Material provided:
▬▬▬▬▬▬▬▬▬▬

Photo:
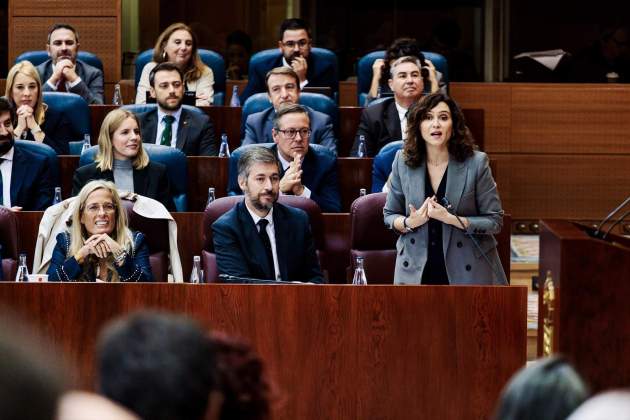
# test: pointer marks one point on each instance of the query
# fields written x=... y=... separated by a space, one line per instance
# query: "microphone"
x=621 y=219
x=598 y=231
x=449 y=207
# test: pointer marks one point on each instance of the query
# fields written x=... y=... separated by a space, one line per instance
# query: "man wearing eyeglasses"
x=283 y=88
x=306 y=170
x=295 y=45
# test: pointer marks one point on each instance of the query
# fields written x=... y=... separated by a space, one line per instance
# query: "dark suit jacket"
x=58 y=131
x=195 y=133
x=380 y=125
x=31 y=188
x=66 y=268
x=240 y=251
x=318 y=74
x=152 y=181
x=319 y=174
x=90 y=88
x=258 y=128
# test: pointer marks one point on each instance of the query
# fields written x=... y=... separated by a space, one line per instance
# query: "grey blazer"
x=473 y=194
x=90 y=88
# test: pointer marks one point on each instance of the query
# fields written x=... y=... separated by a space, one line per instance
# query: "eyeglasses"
x=290 y=133
x=301 y=43
x=95 y=208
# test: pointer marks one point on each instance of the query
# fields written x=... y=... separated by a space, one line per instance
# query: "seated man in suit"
x=63 y=72
x=294 y=42
x=283 y=87
x=24 y=175
x=171 y=124
x=260 y=238
x=305 y=170
x=386 y=121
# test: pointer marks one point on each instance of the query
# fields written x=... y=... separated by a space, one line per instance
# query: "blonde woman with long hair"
x=99 y=246
x=178 y=44
x=35 y=121
x=122 y=160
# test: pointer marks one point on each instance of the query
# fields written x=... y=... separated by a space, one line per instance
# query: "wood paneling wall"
x=97 y=21
x=562 y=151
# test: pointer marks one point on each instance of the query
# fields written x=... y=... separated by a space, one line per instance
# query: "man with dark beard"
x=260 y=238
x=171 y=124
x=25 y=175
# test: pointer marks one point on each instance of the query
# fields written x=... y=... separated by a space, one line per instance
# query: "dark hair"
x=7 y=106
x=401 y=47
x=57 y=26
x=164 y=66
x=30 y=382
x=287 y=71
x=160 y=366
x=293 y=24
x=239 y=37
x=252 y=155
x=461 y=145
x=243 y=383
x=287 y=109
x=548 y=389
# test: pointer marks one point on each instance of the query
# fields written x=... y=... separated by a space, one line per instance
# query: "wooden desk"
x=335 y=352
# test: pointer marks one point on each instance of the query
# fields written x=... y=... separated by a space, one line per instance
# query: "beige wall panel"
x=99 y=35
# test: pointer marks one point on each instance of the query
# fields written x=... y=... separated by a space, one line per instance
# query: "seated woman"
x=99 y=245
x=122 y=160
x=35 y=120
x=401 y=47
x=443 y=201
x=178 y=45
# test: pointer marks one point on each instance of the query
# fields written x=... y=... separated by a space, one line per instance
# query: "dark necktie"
x=262 y=224
x=167 y=134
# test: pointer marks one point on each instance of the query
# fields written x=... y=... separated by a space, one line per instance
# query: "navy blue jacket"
x=240 y=251
x=319 y=174
x=31 y=186
x=318 y=74
x=136 y=267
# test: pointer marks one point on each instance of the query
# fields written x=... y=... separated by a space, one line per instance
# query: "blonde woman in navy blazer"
x=439 y=161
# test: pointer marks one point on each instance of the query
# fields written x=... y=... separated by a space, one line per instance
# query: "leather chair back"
x=364 y=70
x=322 y=103
x=9 y=242
x=46 y=151
x=370 y=239
x=74 y=108
x=38 y=57
x=382 y=164
x=156 y=234
x=210 y=58
x=175 y=161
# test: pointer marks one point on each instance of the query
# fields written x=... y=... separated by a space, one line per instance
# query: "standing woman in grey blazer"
x=438 y=174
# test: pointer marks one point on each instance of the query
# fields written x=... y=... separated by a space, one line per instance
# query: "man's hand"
x=291 y=182
x=300 y=66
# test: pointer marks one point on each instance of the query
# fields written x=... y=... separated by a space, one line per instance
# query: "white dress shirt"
x=6 y=167
x=68 y=84
x=285 y=63
x=177 y=114
x=285 y=165
x=402 y=115
x=271 y=232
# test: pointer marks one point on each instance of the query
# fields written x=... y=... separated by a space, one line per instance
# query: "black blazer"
x=31 y=188
x=58 y=132
x=151 y=181
x=380 y=125
x=195 y=133
x=240 y=251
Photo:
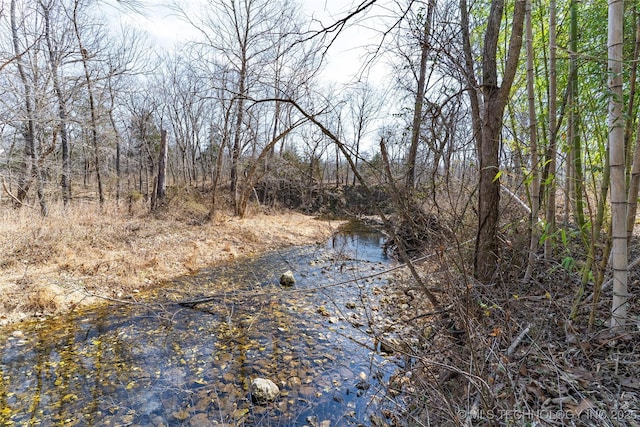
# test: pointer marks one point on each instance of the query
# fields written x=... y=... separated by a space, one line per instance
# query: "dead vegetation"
x=508 y=353
x=52 y=264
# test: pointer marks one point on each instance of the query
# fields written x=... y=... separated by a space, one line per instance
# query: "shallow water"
x=156 y=362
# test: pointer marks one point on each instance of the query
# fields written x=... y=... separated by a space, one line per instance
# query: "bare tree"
x=31 y=159
x=617 y=165
x=494 y=100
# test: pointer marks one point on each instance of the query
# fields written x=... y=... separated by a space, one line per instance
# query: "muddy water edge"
x=165 y=360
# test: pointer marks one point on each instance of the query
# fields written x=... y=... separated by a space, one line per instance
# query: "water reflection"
x=166 y=364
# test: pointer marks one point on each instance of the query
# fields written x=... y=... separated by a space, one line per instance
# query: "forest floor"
x=50 y=265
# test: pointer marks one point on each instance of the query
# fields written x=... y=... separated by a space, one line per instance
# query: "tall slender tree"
x=495 y=95
x=617 y=165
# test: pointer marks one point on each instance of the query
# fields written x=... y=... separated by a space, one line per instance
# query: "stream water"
x=155 y=362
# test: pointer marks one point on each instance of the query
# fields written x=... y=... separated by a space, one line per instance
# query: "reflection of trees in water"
x=129 y=364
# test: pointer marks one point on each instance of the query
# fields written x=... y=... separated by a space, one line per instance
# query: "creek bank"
x=81 y=256
x=173 y=364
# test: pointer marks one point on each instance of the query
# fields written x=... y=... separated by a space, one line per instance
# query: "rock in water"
x=264 y=390
x=287 y=278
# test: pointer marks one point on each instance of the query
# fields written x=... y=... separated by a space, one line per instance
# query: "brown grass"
x=51 y=264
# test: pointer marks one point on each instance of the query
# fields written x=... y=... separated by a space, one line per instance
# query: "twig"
x=518 y=340
x=634 y=264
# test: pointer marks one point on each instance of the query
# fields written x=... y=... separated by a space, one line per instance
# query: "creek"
x=156 y=362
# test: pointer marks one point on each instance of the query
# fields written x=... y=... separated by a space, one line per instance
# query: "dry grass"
x=51 y=264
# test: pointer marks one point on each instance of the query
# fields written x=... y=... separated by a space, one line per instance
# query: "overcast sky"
x=345 y=56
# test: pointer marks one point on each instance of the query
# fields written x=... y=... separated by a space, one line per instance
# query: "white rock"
x=287 y=278
x=263 y=389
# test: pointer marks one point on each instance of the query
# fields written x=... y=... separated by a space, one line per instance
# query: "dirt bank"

▬▬▬▬▬▬▬▬▬▬

Description of the task:
Reproduce the full listing verbatim so that only the pictures are missing.

Your response:
Photo:
# test: pointer marks one point on each instance of the query
# fields written x=... y=... separated by a space, one line per instance
# query: "microphone"
x=621 y=219
x=598 y=231
x=449 y=207
# test: pointer marks one point on each instance of the query
# fields written x=... y=... separated by a space, one line per instance
# query: "man wearing eyeglasses"
x=283 y=88
x=306 y=170
x=295 y=45
# test: pointer marks one point on each instance of the query
# fields written x=... y=... separated by a space, one line per instance
# query: "dark suit jacket"
x=58 y=131
x=195 y=133
x=380 y=125
x=31 y=188
x=66 y=268
x=240 y=251
x=318 y=74
x=152 y=181
x=319 y=174
x=90 y=88
x=258 y=128
# test: pointer marks one point on each instance of the query
# fields written x=... y=... separated by a space, one line per instance
# query: "grey blazer"
x=473 y=194
x=90 y=88
# test: pointer marks one point on each instance of the query
# fields written x=... y=... separated by a space, one line per instance
# query: "eyeglasses"
x=290 y=133
x=301 y=43
x=95 y=208
# test: pointer marks one point on each instance of the query
# fields written x=... y=... separated by a space, one line per instance
# query: "seated man in suit"
x=63 y=72
x=294 y=42
x=283 y=87
x=24 y=175
x=171 y=124
x=260 y=238
x=305 y=170
x=386 y=121
# test: pointer marks one point on each instance of the query
# fields written x=... y=... separated by a space, one line per instance
# query: "blonde woman with long hair"
x=99 y=246
x=178 y=44
x=35 y=121
x=122 y=160
# test: pointer marks one point on each instance of the query
# fields written x=... y=... separated by a space, one line per instance
# query: "wood paneling wall"
x=97 y=21
x=562 y=151
# test: pointer marks one point on each instance of the query
# fields written x=... y=... separated by a space, one line per instance
# query: "man with dark beard"
x=260 y=238
x=171 y=124
x=25 y=175
# test: pointer marks one point on each instance of the query
# fields written x=... y=... separated by a space, one line per instance
# query: "dark hair"
x=7 y=106
x=401 y=47
x=57 y=26
x=164 y=66
x=30 y=382
x=287 y=71
x=160 y=366
x=293 y=24
x=239 y=37
x=252 y=155
x=461 y=145
x=243 y=383
x=287 y=109
x=548 y=389
# test: pointer marks one point on each instance of the query
# fields written x=... y=... separated by a space, one line per instance
# query: "wooden desk"
x=335 y=352
# test: pointer marks one point on each instance of the query
# fields written x=... y=... separated by a space, one line per instance
# query: "beige wall panel"
x=99 y=35
# test: pointer marks one point on each instance of the query
# fields written x=... y=... separated by a space, one line per instance
# query: "seated woman"
x=99 y=245
x=122 y=160
x=35 y=120
x=401 y=47
x=443 y=201
x=178 y=45
# test: pointer marks one point on each instance of the query
# fields written x=... y=... separated by a space, one line per instance
# query: "dark necktie"
x=262 y=224
x=167 y=134
# test: pointer marks one point on each instance of the query
# fields written x=... y=... separated by a space, one line per instance
# query: "navy blue jacket"
x=240 y=251
x=319 y=174
x=31 y=186
x=318 y=74
x=136 y=267
# test: pointer marks one point on each instance of the query
# fields written x=... y=... separated by a space, one line per instance
# query: "blonde woman in navy blazer"
x=439 y=161
# test: pointer marks one point on each instance of the query
# fields written x=... y=... separated by a space, one line per instance
# query: "leather chair back"
x=364 y=70
x=322 y=103
x=9 y=242
x=46 y=151
x=370 y=239
x=74 y=108
x=38 y=57
x=382 y=164
x=156 y=234
x=210 y=58
x=175 y=161
# test: pointer marks one point on each instance of the query
# fields written x=... y=... separated by a space, one line per instance
# query: "standing woman in grey blazer"
x=438 y=174
# test: pointer marks one point on each instance of the query
# fields written x=... y=... separated by a space, one line per instance
# query: "man's hand"
x=291 y=182
x=300 y=66
# test: pointer marks one point on each instance of the query
# fields written x=... y=... separated by a space, one line per instance
# query: "white dress shirt"
x=6 y=167
x=68 y=84
x=285 y=63
x=177 y=114
x=285 y=165
x=402 y=115
x=271 y=232
# test: pointer marks one point on each instance of the query
# fields written x=... y=... separated by a space, one line per instance
# query: "black blazer"
x=31 y=188
x=58 y=132
x=151 y=181
x=380 y=125
x=195 y=133
x=240 y=251
Photo:
# test: pointer marks one point on each instance of the query
# fields written x=... y=... separated by a space, one line per instance
# query: "dead vegetation"
x=508 y=353
x=52 y=264
# test: pointer marks one point on each instance of the query
# fields written x=... y=... separated by a space, one line per instance
# query: "shallow water"
x=156 y=362
# test: pointer marks one point on each instance of the query
# fields written x=... y=... separated by a space, one line per instance
# query: "bare tree"
x=31 y=159
x=617 y=165
x=494 y=100
# test: pointer marks one point on each instance of the query
# fields written x=... y=... separated by a space, one line per instance
# query: "muddy water edge"
x=165 y=360
# test: pointer marks one point on each instance of the query
# fields written x=... y=... separated by a space, one line per instance
# query: "water reflection"
x=166 y=364
# test: pointer marks one point on each instance of the query
# fields written x=... y=... separated by a space, one line per instance
# query: "forest floor"
x=50 y=265
# test: pointer marks one point on each instance of the query
# fields written x=... y=... separated by a space, one line per instance
# query: "tall slender tree"
x=495 y=95
x=617 y=165
# test: pointer marks one point on each instance of the query
# fields written x=... y=... separated by a space, one line per instance
# query: "stream water"
x=155 y=362
# test: pointer marks one point on each instance of the query
# fields written x=... y=... separated by a space, one line per instance
# query: "reflection of trees in water"
x=129 y=364
# test: pointer marks one point on each instance of the query
# fields written x=... y=... separated by a space, one line per instance
# query: "creek bank"
x=81 y=256
x=173 y=364
# test: pointer marks one point on each instance of the query
# fields written x=... y=... separated by a space, one line per instance
# query: "rock in water"
x=264 y=390
x=287 y=278
# test: pointer marks one point on each instance of the query
# fields written x=... y=... separated by a space, one line per instance
# query: "brown grass"
x=51 y=264
# test: pointer marks one point on each instance of the query
# fields written x=... y=... separated by a space, one line per instance
# query: "twig"
x=518 y=340
x=634 y=264
# test: pointer marks one point on each instance of the query
# fields written x=... y=... separated by a space, one line per instance
# query: "creek"
x=156 y=362
# test: pointer marks one point on each instance of the query
# fields written x=... y=... separated by a space, one line per instance
# query: "dry grass"
x=51 y=264
# test: pointer marks one point on each instance of the query
# fields written x=... y=... separated by a space, one line per instance
# query: "overcast sky"
x=345 y=56
# test: pointer marks one point on each instance of the query
# fields written x=... y=... separated by a space, one line per instance
# query: "white rock"
x=287 y=278
x=263 y=389
# test: pointer marks one point on each instance of the query
# fields written x=... y=... separated by a space, one line per instance
# query: "dirt bank"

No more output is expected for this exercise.